Go through the listing and set it down exactly, leaving out its pictures.
*** Supplied data
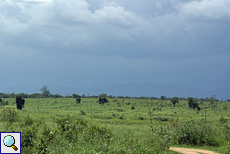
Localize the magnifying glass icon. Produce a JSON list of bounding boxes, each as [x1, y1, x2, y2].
[[3, 135, 18, 151]]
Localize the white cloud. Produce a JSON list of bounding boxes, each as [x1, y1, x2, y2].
[[156, 2, 162, 10], [181, 0, 230, 19]]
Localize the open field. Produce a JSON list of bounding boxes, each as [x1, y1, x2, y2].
[[0, 98, 230, 153]]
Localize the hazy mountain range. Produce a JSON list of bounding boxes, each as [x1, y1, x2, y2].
[[4, 83, 230, 99]]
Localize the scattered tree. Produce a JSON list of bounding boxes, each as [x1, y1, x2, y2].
[[98, 94, 108, 105], [171, 97, 179, 107], [16, 96, 25, 110], [187, 97, 200, 111], [41, 86, 50, 97], [160, 95, 166, 100]]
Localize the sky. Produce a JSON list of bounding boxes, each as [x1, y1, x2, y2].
[[0, 0, 230, 98]]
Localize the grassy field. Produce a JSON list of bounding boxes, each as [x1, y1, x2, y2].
[[0, 98, 230, 153]]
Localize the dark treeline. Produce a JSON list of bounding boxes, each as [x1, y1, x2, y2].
[[0, 93, 226, 102]]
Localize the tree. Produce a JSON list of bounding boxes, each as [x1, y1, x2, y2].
[[16, 96, 25, 110], [171, 97, 179, 107], [73, 94, 81, 104], [41, 86, 50, 97], [160, 95, 166, 100], [187, 97, 200, 111], [98, 94, 108, 105]]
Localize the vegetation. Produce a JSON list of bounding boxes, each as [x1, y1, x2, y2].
[[0, 95, 230, 154]]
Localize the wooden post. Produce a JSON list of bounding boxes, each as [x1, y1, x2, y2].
[[205, 108, 207, 123]]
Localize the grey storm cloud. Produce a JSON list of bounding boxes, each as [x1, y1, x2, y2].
[[0, 0, 230, 98]]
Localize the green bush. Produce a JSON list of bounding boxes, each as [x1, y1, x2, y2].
[[173, 122, 224, 146]]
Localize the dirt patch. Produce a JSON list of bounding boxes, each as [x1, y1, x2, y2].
[[169, 147, 218, 154]]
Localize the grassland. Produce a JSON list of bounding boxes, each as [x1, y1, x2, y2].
[[0, 98, 230, 153]]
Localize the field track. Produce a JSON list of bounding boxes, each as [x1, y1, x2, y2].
[[169, 147, 218, 154]]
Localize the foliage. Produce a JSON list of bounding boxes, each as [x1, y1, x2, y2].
[[187, 97, 200, 110], [171, 97, 179, 107], [98, 94, 108, 105], [0, 106, 19, 127], [172, 121, 225, 146], [16, 96, 25, 110], [40, 86, 50, 97], [73, 94, 81, 104]]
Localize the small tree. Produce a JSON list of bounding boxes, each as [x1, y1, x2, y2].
[[171, 97, 179, 107], [16, 96, 25, 110], [41, 86, 50, 97], [187, 97, 200, 111], [0, 106, 19, 127], [72, 94, 81, 104], [98, 94, 108, 105]]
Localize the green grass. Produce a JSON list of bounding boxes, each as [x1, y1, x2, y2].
[[0, 98, 230, 153]]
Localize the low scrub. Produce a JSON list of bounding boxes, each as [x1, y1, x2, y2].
[[172, 122, 226, 146]]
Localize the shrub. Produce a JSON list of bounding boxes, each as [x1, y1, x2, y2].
[[173, 122, 223, 146], [81, 111, 86, 115], [0, 106, 19, 126]]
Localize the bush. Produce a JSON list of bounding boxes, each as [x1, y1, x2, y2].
[[173, 122, 224, 146], [0, 106, 19, 126]]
******
== Problem solution ==
Localize the magnifying glass icon. Produce a JSON list of bounding boxes, each as [x1, y1, x2, y2].
[[3, 135, 18, 151]]
Localize the white cloud. Produce a JSON list of bounding boxes, each as [x1, y1, x2, y2].
[[156, 2, 162, 10], [181, 0, 230, 19]]
Localize the open field. Produce a JSON list of bounding boxes, each as [x1, y1, x2, y2].
[[0, 98, 230, 153]]
Localize the hazy mountain range. Produce a JSON list of bounding boxes, each as [x1, y1, x2, y2].
[[4, 83, 230, 99]]
Localize the scattered tree. Produce a JSON list of bounding boxes, each as [x1, y1, x2, y2].
[[98, 94, 108, 105], [171, 97, 179, 107], [16, 96, 25, 110], [187, 97, 200, 111], [41, 86, 50, 97], [160, 95, 166, 100]]
Localize the sky. Produce a JSON list of bounding boxes, each as [x1, y1, x2, y2].
[[0, 0, 230, 98]]
Localize the grassy field. Produce a JSON list of bounding boxes, each as [x1, y1, x2, y2].
[[0, 98, 230, 153]]
Localize the dark treeline. Produce a JSON list of bounding boxes, each as [x1, y1, x2, y2].
[[0, 93, 226, 102]]
Localize the tree. Produce a JSON list of bounding boxes, each as [x1, y1, x2, y2].
[[16, 96, 25, 110], [171, 97, 179, 107], [73, 94, 81, 104], [41, 86, 50, 97], [160, 95, 166, 100], [187, 97, 200, 111], [98, 94, 108, 105]]
Localize the vegetation. Produce a JSON list of bounding boxes, each as [x1, y1, x2, y2].
[[0, 95, 230, 154]]
Localize the wooden post. Produce a JSON list of bounding boxes, each as [x1, y1, x2, y2].
[[205, 108, 207, 123]]
Localize the grey storm cloud. Produce a JSON list of bounding boxes, each as [x1, y1, x2, y2].
[[0, 0, 230, 98]]
Localize the green bush. Produce a JSON list of bounding boxes, each as [x1, y1, x2, y2].
[[173, 122, 224, 146]]
Localize the dirt patch. Produce a JSON list of bounding boxes, each as [x1, y1, x2, y2].
[[169, 147, 218, 154]]
Localize the grassland. Produce a JSON list of bounding boxes, each as [x1, y1, x2, y2].
[[0, 98, 230, 153]]
Localize the field track. Produce a JSON list of bounding boxes, each as [x1, y1, x2, y2].
[[169, 147, 218, 154]]
Localize the foliage. Produce a JSON list of bounding boxes, each as [x1, y1, x2, y2].
[[187, 97, 200, 110], [171, 97, 179, 107], [98, 94, 108, 105], [0, 106, 19, 127], [172, 121, 225, 146], [16, 96, 25, 110], [40, 86, 50, 97], [73, 94, 81, 104]]
Localize the small tree. Produce a JSON list of bounding boxes, each as [x1, y1, x2, y2].
[[171, 97, 179, 107], [16, 96, 25, 110], [41, 86, 50, 97], [187, 97, 200, 111], [0, 106, 19, 127], [72, 94, 81, 104], [98, 94, 108, 105]]
Localize the green grass. Produce a JSON list of bounding boxes, each as [x1, y1, x2, y2].
[[0, 98, 230, 153]]
Localize the low scrub. Produce a JSON list of bounding boxes, each as [x1, y1, x2, y2].
[[172, 122, 226, 146]]
Localize the shrub. Produce a JSON list of bounding boxes, each as [x1, y1, x2, y2].
[[173, 122, 223, 146], [81, 111, 86, 115], [0, 106, 19, 126]]
Localize the bush. Produce a JSON list of bounding boxes, each as [x1, y1, x2, y2].
[[173, 122, 224, 146], [0, 106, 19, 126]]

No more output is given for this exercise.